#### PROVIDED DATA ####

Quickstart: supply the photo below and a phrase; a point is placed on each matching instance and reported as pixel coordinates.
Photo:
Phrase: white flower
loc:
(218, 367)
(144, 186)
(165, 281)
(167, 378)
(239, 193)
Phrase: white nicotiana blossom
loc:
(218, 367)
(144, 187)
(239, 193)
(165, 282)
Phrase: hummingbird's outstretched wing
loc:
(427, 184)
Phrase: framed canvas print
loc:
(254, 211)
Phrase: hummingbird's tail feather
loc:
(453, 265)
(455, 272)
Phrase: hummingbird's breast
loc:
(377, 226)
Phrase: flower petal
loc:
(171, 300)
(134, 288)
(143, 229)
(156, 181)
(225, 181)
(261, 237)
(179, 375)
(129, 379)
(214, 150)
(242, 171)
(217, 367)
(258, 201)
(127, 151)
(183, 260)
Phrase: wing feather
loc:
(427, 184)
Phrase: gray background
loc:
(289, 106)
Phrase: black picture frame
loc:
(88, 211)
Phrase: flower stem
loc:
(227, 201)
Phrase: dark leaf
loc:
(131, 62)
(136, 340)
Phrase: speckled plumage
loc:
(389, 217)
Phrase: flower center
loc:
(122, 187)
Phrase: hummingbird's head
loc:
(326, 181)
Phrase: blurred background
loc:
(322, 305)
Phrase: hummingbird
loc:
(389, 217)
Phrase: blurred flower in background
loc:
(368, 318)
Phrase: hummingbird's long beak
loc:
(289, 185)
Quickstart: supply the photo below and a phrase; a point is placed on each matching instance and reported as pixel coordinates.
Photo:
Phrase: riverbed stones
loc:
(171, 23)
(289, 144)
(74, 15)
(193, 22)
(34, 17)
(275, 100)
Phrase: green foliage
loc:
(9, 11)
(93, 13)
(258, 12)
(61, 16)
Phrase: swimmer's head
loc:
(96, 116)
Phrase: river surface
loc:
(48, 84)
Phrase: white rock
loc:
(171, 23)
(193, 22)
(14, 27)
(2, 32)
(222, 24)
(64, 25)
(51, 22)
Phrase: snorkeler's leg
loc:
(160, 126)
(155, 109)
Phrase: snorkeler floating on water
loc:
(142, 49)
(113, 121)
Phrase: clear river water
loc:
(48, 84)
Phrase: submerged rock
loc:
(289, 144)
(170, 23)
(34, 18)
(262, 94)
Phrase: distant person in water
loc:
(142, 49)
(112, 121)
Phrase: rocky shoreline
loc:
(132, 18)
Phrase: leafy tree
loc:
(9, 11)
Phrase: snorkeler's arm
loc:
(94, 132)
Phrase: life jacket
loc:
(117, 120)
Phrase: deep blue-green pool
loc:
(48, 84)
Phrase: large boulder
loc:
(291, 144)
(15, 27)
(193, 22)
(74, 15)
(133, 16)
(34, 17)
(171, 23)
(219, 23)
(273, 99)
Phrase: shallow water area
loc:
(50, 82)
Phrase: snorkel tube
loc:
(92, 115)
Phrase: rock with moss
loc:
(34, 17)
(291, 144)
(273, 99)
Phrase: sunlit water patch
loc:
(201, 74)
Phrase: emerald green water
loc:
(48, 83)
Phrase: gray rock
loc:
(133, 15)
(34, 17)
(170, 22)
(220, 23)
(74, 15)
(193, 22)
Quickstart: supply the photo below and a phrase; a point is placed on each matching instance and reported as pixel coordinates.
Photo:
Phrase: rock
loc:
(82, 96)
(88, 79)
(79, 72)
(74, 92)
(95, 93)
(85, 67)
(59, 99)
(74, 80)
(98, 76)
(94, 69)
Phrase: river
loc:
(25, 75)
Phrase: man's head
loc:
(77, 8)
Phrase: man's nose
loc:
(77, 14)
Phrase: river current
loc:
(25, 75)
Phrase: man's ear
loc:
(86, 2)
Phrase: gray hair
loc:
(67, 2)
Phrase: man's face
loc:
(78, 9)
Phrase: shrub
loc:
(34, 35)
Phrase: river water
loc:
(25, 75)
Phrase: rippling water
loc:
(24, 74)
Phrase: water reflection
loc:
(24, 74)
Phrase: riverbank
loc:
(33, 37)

####

▸ **WHAT TO DO**
If a line in the records holds the string "hummingbird", copy it.

▸ **RESPONSE**
Phrase: hummingbird's outstretched wing
Phrase: hummingbird's tail feather
Phrase: hummingbird's breast
Phrase: hummingbird's head
Phrase: hummingbird
Phrase: hummingbird's long beak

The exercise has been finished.